start
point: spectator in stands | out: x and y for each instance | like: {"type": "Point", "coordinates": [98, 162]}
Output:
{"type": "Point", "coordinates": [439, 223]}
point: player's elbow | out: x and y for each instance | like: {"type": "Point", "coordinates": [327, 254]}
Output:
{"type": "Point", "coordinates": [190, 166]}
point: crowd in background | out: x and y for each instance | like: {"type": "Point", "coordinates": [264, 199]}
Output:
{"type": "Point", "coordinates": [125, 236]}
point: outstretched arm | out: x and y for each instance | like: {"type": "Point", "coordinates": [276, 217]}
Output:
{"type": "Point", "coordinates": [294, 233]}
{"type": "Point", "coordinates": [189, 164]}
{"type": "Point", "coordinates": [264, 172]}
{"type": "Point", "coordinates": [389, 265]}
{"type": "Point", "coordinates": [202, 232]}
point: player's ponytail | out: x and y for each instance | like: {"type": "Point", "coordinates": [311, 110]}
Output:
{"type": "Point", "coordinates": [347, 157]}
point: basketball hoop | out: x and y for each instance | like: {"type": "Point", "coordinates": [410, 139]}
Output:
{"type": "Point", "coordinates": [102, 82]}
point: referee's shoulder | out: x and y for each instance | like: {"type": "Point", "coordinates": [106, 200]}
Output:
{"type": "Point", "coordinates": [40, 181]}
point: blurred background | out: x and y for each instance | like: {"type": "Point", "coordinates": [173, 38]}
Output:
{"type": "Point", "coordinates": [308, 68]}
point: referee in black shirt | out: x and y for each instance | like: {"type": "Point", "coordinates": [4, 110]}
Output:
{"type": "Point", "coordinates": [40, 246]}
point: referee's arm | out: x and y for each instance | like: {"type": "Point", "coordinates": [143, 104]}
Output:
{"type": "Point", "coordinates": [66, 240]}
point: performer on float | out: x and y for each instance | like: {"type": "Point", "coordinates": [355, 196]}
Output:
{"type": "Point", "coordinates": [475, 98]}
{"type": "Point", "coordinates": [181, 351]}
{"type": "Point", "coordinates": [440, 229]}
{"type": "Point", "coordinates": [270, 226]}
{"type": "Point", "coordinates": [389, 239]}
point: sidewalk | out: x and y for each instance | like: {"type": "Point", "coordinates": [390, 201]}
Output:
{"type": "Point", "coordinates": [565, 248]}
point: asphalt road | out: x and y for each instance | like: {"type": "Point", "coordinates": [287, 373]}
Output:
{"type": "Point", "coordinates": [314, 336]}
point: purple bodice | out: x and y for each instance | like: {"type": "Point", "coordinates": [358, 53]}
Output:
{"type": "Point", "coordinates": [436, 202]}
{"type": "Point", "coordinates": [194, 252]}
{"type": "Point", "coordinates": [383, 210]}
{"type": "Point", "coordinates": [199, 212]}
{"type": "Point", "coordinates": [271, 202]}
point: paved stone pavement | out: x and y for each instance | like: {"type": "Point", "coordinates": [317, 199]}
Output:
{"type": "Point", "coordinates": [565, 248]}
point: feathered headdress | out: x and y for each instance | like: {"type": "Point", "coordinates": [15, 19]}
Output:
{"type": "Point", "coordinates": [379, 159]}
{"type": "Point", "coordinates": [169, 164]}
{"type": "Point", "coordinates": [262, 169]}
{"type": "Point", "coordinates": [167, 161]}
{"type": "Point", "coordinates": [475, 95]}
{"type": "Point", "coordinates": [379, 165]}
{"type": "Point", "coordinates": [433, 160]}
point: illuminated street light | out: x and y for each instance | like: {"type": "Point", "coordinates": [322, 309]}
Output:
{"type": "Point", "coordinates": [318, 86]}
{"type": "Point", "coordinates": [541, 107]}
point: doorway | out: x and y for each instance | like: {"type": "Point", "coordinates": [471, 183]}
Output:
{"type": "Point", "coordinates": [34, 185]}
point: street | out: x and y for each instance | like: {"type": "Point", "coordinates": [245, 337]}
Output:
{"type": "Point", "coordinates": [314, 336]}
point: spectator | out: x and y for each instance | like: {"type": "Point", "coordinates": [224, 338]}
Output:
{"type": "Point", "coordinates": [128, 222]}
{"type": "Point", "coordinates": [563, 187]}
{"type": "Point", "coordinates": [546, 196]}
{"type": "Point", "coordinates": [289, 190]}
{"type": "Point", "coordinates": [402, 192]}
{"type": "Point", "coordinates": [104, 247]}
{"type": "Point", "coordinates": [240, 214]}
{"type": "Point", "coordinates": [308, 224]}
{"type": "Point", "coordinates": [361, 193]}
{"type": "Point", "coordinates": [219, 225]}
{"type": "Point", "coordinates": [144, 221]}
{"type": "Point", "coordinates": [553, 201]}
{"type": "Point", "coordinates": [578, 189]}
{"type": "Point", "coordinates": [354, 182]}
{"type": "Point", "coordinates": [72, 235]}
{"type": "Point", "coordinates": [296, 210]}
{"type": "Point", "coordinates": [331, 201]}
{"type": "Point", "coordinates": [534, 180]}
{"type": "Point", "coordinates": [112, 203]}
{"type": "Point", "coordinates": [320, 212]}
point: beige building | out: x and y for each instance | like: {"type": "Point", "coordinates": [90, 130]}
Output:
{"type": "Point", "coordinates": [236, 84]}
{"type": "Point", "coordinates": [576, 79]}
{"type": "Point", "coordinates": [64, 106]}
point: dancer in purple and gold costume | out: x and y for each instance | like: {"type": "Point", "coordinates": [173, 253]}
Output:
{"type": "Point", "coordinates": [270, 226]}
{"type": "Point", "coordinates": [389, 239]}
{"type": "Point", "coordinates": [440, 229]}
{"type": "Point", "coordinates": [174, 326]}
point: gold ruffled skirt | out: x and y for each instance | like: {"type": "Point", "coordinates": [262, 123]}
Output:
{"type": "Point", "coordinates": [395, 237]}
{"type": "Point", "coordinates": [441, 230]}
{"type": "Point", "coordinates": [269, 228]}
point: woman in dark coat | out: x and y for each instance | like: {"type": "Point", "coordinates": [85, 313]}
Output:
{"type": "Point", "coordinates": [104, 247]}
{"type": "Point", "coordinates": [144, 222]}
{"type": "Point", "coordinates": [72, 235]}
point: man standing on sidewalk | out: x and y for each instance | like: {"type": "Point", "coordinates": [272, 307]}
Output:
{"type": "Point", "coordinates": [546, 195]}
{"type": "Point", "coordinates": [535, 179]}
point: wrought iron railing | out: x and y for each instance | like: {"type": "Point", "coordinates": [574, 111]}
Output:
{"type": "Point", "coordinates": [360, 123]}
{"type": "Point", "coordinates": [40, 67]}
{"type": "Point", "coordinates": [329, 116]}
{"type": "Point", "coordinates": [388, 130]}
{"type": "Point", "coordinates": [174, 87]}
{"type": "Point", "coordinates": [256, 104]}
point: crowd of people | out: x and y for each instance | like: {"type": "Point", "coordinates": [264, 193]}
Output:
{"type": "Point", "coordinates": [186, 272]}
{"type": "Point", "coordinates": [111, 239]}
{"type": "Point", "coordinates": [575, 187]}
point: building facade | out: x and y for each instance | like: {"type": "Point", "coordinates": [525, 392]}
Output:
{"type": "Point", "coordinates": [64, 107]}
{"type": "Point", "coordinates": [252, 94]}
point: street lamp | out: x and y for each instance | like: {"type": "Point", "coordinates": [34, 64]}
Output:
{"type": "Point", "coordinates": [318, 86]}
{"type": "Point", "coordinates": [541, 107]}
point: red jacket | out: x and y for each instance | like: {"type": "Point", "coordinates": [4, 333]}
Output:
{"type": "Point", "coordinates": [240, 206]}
end
**GIVEN EXERCISE**
Return what is listed above, exactly and completely.

**RESULT**
point: spectator in stands | out: x and y for each instance | like: {"type": "Point", "coordinates": [98, 162]}
Output:
{"type": "Point", "coordinates": [439, 223]}
point: player's elbow | out: x and y for each instance | like: {"type": "Point", "coordinates": [327, 254]}
Output:
{"type": "Point", "coordinates": [190, 166]}
point: crowd in background | out: x and y for each instance | like: {"type": "Point", "coordinates": [264, 199]}
Output:
{"type": "Point", "coordinates": [125, 236]}
point: outstretched arm | out: x and y for each instance | like: {"type": "Point", "coordinates": [276, 217]}
Output:
{"type": "Point", "coordinates": [294, 233]}
{"type": "Point", "coordinates": [189, 164]}
{"type": "Point", "coordinates": [264, 172]}
{"type": "Point", "coordinates": [389, 265]}
{"type": "Point", "coordinates": [202, 232]}
point: player's ponytail | out: x and y for each instance | like: {"type": "Point", "coordinates": [311, 110]}
Output:
{"type": "Point", "coordinates": [347, 157]}
point: basketball hoop | out: x and y for each instance | like: {"type": "Point", "coordinates": [410, 139]}
Output:
{"type": "Point", "coordinates": [102, 82]}
point: referee's shoulder | out: x and y for each instance | like: {"type": "Point", "coordinates": [106, 200]}
Output:
{"type": "Point", "coordinates": [40, 181]}
point: blurred background | out: x and y for each instance | like: {"type": "Point", "coordinates": [173, 38]}
Output:
{"type": "Point", "coordinates": [308, 68]}
point: referee in black shirt | out: x and y for each instance | like: {"type": "Point", "coordinates": [4, 110]}
Output:
{"type": "Point", "coordinates": [40, 246]}
point: referee's arm | out: x and y for each instance | like: {"type": "Point", "coordinates": [143, 104]}
Output:
{"type": "Point", "coordinates": [66, 240]}
point: performer on float | out: x and y for each instance | like: {"type": "Point", "coordinates": [355, 196]}
Output:
{"type": "Point", "coordinates": [475, 98]}
{"type": "Point", "coordinates": [181, 351]}
{"type": "Point", "coordinates": [440, 229]}
{"type": "Point", "coordinates": [270, 226]}
{"type": "Point", "coordinates": [389, 239]}
point: sidewalk | out: x and y for each instance | like: {"type": "Point", "coordinates": [390, 201]}
Output:
{"type": "Point", "coordinates": [565, 248]}
point: asphalt road | out: x and y for each instance | like: {"type": "Point", "coordinates": [287, 373]}
Output:
{"type": "Point", "coordinates": [314, 336]}
point: purple bodice | out: x and y for each instance | like: {"type": "Point", "coordinates": [358, 53]}
Output:
{"type": "Point", "coordinates": [436, 202]}
{"type": "Point", "coordinates": [194, 252]}
{"type": "Point", "coordinates": [383, 210]}
{"type": "Point", "coordinates": [199, 212]}
{"type": "Point", "coordinates": [271, 202]}
point: paved stone pavement | out: x and y for each instance | like: {"type": "Point", "coordinates": [317, 199]}
Output:
{"type": "Point", "coordinates": [565, 248]}
point: feathered headdress | out: x and y for each instance | like: {"type": "Point", "coordinates": [15, 19]}
Output:
{"type": "Point", "coordinates": [379, 159]}
{"type": "Point", "coordinates": [169, 164]}
{"type": "Point", "coordinates": [262, 169]}
{"type": "Point", "coordinates": [167, 161]}
{"type": "Point", "coordinates": [475, 95]}
{"type": "Point", "coordinates": [379, 165]}
{"type": "Point", "coordinates": [433, 160]}
point: illuminated street light | out: x and y for each instance | like: {"type": "Point", "coordinates": [322, 309]}
Output:
{"type": "Point", "coordinates": [318, 86]}
{"type": "Point", "coordinates": [541, 107]}
point: doorway | out: x and y for each instance | like: {"type": "Point", "coordinates": [471, 183]}
Output:
{"type": "Point", "coordinates": [34, 185]}
point: street | out: x and y for each instance | like: {"type": "Point", "coordinates": [245, 337]}
Output:
{"type": "Point", "coordinates": [314, 336]}
point: spectator | out: x and y for each instance | like: {"type": "Point", "coordinates": [224, 338]}
Output:
{"type": "Point", "coordinates": [128, 222]}
{"type": "Point", "coordinates": [563, 187]}
{"type": "Point", "coordinates": [546, 196]}
{"type": "Point", "coordinates": [289, 190]}
{"type": "Point", "coordinates": [402, 192]}
{"type": "Point", "coordinates": [104, 247]}
{"type": "Point", "coordinates": [240, 214]}
{"type": "Point", "coordinates": [308, 224]}
{"type": "Point", "coordinates": [361, 193]}
{"type": "Point", "coordinates": [219, 225]}
{"type": "Point", "coordinates": [144, 221]}
{"type": "Point", "coordinates": [553, 201]}
{"type": "Point", "coordinates": [578, 189]}
{"type": "Point", "coordinates": [354, 182]}
{"type": "Point", "coordinates": [72, 235]}
{"type": "Point", "coordinates": [296, 210]}
{"type": "Point", "coordinates": [331, 201]}
{"type": "Point", "coordinates": [534, 180]}
{"type": "Point", "coordinates": [112, 203]}
{"type": "Point", "coordinates": [320, 212]}
point: beige building | out: x and y for each instance | like: {"type": "Point", "coordinates": [90, 130]}
Output:
{"type": "Point", "coordinates": [236, 84]}
{"type": "Point", "coordinates": [576, 79]}
{"type": "Point", "coordinates": [64, 106]}
point: dancer in purple and gold costume | out: x and y for each instance | like: {"type": "Point", "coordinates": [173, 253]}
Output:
{"type": "Point", "coordinates": [270, 226]}
{"type": "Point", "coordinates": [389, 239]}
{"type": "Point", "coordinates": [440, 229]}
{"type": "Point", "coordinates": [174, 326]}
point: gold ruffled skirt | out: x and y for each instance | like: {"type": "Point", "coordinates": [262, 123]}
Output:
{"type": "Point", "coordinates": [395, 237]}
{"type": "Point", "coordinates": [441, 230]}
{"type": "Point", "coordinates": [269, 228]}
point: woman in dark coat | out: x and y for each instance | like: {"type": "Point", "coordinates": [85, 313]}
Output:
{"type": "Point", "coordinates": [104, 247]}
{"type": "Point", "coordinates": [144, 222]}
{"type": "Point", "coordinates": [72, 235]}
point: man standing on sidewalk | out: x and y for each instance | like: {"type": "Point", "coordinates": [272, 307]}
Output:
{"type": "Point", "coordinates": [546, 195]}
{"type": "Point", "coordinates": [535, 179]}
point: wrought iron railing | out: x and y for each instance | like: {"type": "Point", "coordinates": [574, 111]}
Output:
{"type": "Point", "coordinates": [360, 123]}
{"type": "Point", "coordinates": [40, 67]}
{"type": "Point", "coordinates": [329, 116]}
{"type": "Point", "coordinates": [388, 130]}
{"type": "Point", "coordinates": [174, 87]}
{"type": "Point", "coordinates": [256, 104]}
point: crowd of people | out: x and y for each instance | like: {"type": "Point", "coordinates": [264, 193]}
Output:
{"type": "Point", "coordinates": [186, 272]}
{"type": "Point", "coordinates": [111, 239]}
{"type": "Point", "coordinates": [575, 187]}
point: building facade | out: x and y for each instance | like: {"type": "Point", "coordinates": [525, 392]}
Output:
{"type": "Point", "coordinates": [64, 107]}
{"type": "Point", "coordinates": [252, 94]}
point: street lamp | out: x and y for each instance | like: {"type": "Point", "coordinates": [34, 64]}
Output:
{"type": "Point", "coordinates": [318, 86]}
{"type": "Point", "coordinates": [541, 107]}
point: red jacket | out: x and y for each instance | like: {"type": "Point", "coordinates": [4, 333]}
Output:
{"type": "Point", "coordinates": [240, 206]}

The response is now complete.